Provided passage:
----
The students made mini documentary films of various subjects that will be worked into the larger documentary Conkwright is producing and hopes to complete later this year.

Potten and classmate Sarah Hornbeck chose Randall as a film subject after Hornbeck discovered his book, Faces of Freedom Summer: The Photographs of Herbert Randall (University of Alabama Press, 2001).

"The stories he told were so in-depth and incredible," said Potten, who graduated in May.

Conkwright said she hopes the experience made her students realize they aren't so different from the Freedom Summer volunteers 50 years ago.

"I wanted them to realize they have the power to make change," she said, "and also that they have a voice."

 A chance to back out

The ink was barely dry on Momeyer's philosophy degree from Allegheny College when the 22-year-old Pennsylvania native arrived in Oxford to assist with training in nonviolent resistance.
----
(Image region labeling entries)
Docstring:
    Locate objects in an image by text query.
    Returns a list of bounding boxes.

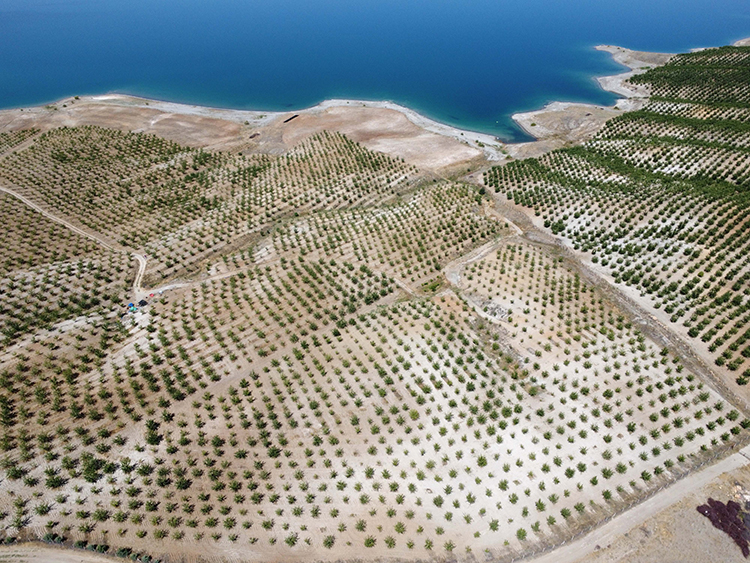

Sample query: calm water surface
[0,0,750,140]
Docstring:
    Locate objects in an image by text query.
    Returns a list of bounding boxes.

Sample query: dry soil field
[0,40,750,562]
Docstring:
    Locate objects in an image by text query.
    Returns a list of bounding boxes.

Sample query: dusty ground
[577,460,750,563]
[508,45,672,158]
[0,95,488,175]
[0,543,113,563]
[268,106,483,173]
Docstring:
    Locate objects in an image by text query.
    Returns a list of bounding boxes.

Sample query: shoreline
[0,38,750,171]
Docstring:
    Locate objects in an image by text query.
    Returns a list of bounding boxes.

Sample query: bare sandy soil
[0,95,488,175]
[0,46,670,176]
[577,458,750,563]
[268,106,483,173]
[508,45,672,158]
[0,543,112,563]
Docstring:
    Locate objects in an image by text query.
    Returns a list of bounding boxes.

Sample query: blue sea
[0,0,750,141]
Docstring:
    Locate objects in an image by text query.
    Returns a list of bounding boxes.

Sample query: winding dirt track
[0,186,146,299]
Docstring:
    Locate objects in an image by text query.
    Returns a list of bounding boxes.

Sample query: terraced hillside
[485,47,750,397]
[0,44,750,561]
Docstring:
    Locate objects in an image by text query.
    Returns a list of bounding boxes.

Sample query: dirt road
[523,446,750,563]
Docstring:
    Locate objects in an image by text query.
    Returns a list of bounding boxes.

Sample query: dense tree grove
[485,47,750,385]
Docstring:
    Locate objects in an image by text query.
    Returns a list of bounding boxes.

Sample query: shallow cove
[0,0,750,141]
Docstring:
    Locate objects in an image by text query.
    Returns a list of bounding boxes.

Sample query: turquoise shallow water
[0,0,750,141]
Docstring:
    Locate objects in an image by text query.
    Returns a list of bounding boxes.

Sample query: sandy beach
[0,42,669,176]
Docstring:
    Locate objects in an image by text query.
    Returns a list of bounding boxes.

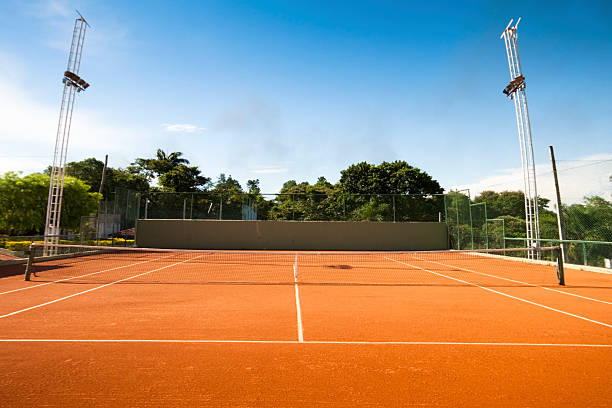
----
Directive 1:
In the passage about the Freedom Summer documentary, who discovered Herbert Randall's book?
Directive 2:
Present the image region labeling entries, from their first line up to and including the line containing "[0,40,750,562]", as a Markdown table with the columns Row and Line. Skip blank lines and leave out the pictures.

Task answer 1:
Sarah Hornbeck

Task answer 2:
| Row | Line |
|---|---|
| 1 | Docstring: |
| 2 |     Locate objects in an image by text query. |
| 3 |     Returns a list of bounding boxes. |
| 4 | Sample query: calm water surface |
| 5 | [0,0,750,140] |
| 6 | Docstring: |
| 7 |     Locate objects in an image by text query. |
| 8 |     Returns a list of bounding boxes. |
| 9 | Sample query: dry soil field |
| 10 | [0,40,750,562] |